* _WRITTEN TASK A_: According to the memorial post, what rank did Uncle Tom eventually reach in the Merchant Navy?
* _WRITTEN TASK B_: Reproduce the memorial post from the words "A Newlyn lad......" through "I was born.", swapping "harbor" for "quay".

* _TEXT PROVIDED_:
________________________________________
Monday, April 29, 2013

In memory - Arthur Charles PAULL - 101 0n May 1st!!!!

ARTHUR CHARLES PAULL
My dad.............101 today - and, can you believe it? 
IT'S SNOWING!!

Hey, ARTHUR CHARLES,  I hope you're doing well......I miss you......and I miss Mum.


A Newlyn lad......


Born  1st May, 1912
Died                1973  (have to check the day - sorry! Will as soon as  the construction project in my house is finished and i can get to all my papers again!)


My dad, Arthur Charles Paull, was born in Newlyn, S.E. Cornwall, up Jack lane, close to the harbor. His father, John Paul the Younger, was a fisherman and tin miner......      Grandfather John Paull (he accidentally added the extra L to his name on his wedding day.........he was illiterate and when he scribbled his name, it was recorded as PAULL)  died during the Second World War, just before I was born.

Grandmother, Frances,  lived with us in Newlyn,  and died in 1947, just before we moved to Penzance.
Dad had an older brother, Tom, and two sisters, Evelyn, the oldest,  and Katie, the baby of the family.

Uncle Tom ran away from home when he was 11 to be a cabin boy on an ocean liner. Eventually, in true story book fashion, he became a Captain in the Merchant Navy (what a story!), and died in somewhat mysterious circumstances just off the coast of America. Aunty Evelyn and Aunty Katie also passed away in their 60s.


Dad's first home, on Old Paul Hill,  overlooked Mounts Bay 
and the very beautiful 
St. Michael's Mount.

His favorite place to plant his spiller, hoping to catch bass and flatfish, Lariggan Beach, and, later on his life, to help me collect rocks.



A mile or two inland were some of the Cornish the tin mines.......I think I'm correct in writing that his dad worked in one of the mines in St. Just.


I only have one photo of Arthur Charles, when he was a child, taken at Newlyn Board School: 
There he is, 4th from the right, back row, taken, I think, around 1920/21...what a wonderful, touching photo!

.......and then the photo I took the last time we were together, when he was 61
He so wanted to go to Hell's Mouth and watch the gannets diving into the deep blue sea.......he was so ill he literally crawled across the grass to his favorite spot.

Beautiful, isn't it? Even though he was riddled with pain, he so wanted to see it once more before......;


 I took this photograph of Mum and Dad when we got back home.

They were very close. I have vivid memories of them holding hands when we went on family walks.......and the closeness when Mum trimmed Dad's eyebrows!
________________________________________
* _MATERIAL_:

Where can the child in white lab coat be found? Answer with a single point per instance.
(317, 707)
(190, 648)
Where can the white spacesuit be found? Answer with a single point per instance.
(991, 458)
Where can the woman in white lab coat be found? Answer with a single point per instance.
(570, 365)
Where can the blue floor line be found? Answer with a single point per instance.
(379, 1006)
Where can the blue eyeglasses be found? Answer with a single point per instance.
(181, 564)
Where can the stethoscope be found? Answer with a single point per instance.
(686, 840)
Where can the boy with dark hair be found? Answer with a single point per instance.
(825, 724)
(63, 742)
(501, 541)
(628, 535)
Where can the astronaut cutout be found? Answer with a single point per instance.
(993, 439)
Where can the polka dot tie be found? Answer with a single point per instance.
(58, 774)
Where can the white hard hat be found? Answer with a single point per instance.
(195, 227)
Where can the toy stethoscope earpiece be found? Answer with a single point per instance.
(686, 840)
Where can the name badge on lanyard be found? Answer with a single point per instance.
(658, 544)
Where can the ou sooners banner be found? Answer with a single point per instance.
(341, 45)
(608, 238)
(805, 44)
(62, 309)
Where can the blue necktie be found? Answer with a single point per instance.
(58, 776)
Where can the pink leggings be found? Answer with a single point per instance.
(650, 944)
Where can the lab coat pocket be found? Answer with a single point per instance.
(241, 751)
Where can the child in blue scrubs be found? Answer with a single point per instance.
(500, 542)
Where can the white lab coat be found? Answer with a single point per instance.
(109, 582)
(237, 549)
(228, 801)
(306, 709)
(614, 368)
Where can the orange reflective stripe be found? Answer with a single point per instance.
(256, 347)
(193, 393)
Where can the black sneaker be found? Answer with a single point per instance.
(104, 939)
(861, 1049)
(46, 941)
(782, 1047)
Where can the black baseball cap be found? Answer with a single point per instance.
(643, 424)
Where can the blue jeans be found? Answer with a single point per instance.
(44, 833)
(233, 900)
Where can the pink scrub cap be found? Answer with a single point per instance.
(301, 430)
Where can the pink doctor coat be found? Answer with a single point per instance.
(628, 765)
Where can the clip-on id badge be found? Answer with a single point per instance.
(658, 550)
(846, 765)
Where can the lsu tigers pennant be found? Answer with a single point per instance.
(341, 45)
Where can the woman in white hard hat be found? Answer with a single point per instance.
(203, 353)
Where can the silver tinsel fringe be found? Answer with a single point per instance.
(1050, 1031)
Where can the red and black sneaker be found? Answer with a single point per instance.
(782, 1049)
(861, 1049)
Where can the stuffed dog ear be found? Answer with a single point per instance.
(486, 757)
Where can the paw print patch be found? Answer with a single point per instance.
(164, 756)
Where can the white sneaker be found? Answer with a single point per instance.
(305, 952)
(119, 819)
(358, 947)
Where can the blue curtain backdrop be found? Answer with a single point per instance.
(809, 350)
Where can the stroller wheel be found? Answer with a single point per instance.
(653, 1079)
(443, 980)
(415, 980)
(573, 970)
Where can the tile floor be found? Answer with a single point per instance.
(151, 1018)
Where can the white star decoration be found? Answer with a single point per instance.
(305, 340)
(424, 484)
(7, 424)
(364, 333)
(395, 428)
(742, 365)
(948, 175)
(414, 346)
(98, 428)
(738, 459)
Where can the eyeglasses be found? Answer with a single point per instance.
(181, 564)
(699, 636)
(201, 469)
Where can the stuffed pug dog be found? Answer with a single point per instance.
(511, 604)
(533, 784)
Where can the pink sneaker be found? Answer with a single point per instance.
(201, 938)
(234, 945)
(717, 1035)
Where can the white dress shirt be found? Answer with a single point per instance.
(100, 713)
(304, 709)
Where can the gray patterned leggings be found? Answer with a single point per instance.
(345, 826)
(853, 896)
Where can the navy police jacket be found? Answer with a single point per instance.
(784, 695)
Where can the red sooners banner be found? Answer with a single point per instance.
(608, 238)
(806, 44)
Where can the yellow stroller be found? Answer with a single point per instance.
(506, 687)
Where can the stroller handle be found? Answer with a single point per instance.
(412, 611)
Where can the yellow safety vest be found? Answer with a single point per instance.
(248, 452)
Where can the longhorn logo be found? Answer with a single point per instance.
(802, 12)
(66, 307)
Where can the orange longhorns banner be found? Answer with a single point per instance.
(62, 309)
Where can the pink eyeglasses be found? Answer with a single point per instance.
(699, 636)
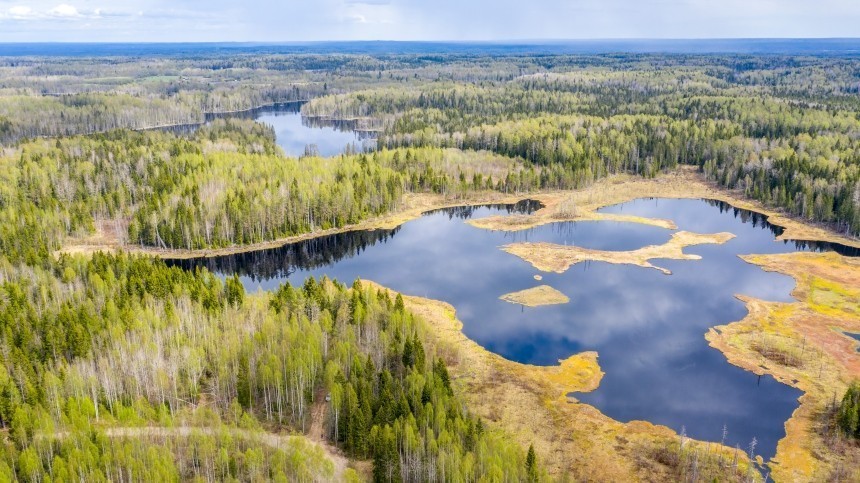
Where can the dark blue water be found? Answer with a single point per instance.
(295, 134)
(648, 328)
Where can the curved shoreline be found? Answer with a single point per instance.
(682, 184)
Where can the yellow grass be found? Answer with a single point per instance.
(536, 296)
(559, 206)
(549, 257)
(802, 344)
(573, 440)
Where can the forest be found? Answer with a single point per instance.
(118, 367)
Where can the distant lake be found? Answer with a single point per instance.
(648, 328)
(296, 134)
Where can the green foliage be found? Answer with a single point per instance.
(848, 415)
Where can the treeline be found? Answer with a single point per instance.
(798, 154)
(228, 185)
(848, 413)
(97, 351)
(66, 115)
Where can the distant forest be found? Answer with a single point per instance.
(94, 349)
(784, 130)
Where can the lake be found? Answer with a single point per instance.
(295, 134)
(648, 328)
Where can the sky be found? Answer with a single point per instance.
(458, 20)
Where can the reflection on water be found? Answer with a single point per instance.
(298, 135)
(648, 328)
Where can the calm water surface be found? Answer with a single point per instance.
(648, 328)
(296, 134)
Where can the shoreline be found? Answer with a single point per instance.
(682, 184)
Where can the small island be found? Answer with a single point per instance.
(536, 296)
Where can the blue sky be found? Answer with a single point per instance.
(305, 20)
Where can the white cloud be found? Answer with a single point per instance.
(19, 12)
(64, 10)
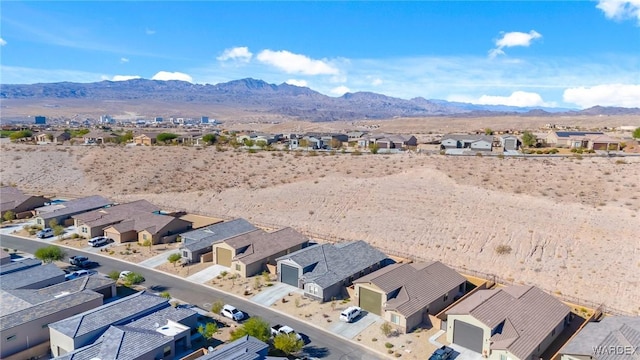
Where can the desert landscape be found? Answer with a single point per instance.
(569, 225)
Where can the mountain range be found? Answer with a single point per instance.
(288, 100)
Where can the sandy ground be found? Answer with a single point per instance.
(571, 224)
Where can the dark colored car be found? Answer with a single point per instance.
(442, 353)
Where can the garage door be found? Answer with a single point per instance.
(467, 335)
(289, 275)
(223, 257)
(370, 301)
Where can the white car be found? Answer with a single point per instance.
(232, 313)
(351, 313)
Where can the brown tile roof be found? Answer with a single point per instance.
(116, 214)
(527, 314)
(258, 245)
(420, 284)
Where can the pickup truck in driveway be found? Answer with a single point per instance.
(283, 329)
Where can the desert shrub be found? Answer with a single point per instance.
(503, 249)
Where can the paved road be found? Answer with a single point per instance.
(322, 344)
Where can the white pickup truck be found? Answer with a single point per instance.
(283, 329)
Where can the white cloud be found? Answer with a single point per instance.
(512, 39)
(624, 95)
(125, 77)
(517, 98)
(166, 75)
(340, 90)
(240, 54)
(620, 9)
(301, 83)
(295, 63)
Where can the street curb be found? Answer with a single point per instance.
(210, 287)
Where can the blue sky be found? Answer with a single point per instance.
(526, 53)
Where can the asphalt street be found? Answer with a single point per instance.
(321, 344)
________________________________________
* _FULL SOLUTION A_: He became a Captain in the Merchant Navy.

* _FULL SOLUTION B_:
A Newlyn lad......


Born  1st May, 1912
Died                1973  (have to check the day - sorry! Will as soon as  the construction project in my house is finished and i can get to all my papers again!)


My dad, Arthur Charles Paull, was born in Newlyn, S.E. Cornwall, up Jack lane, close to the quay. His father, John Paul the Younger, was a fisherman and tin miner......      Grandfather John Paull (he accidentally added the extra L to his name on his wedding day.........he was illiterate and when he scribbled his name, it was recorded as PAULL)  died during the Second World War, just before I was born.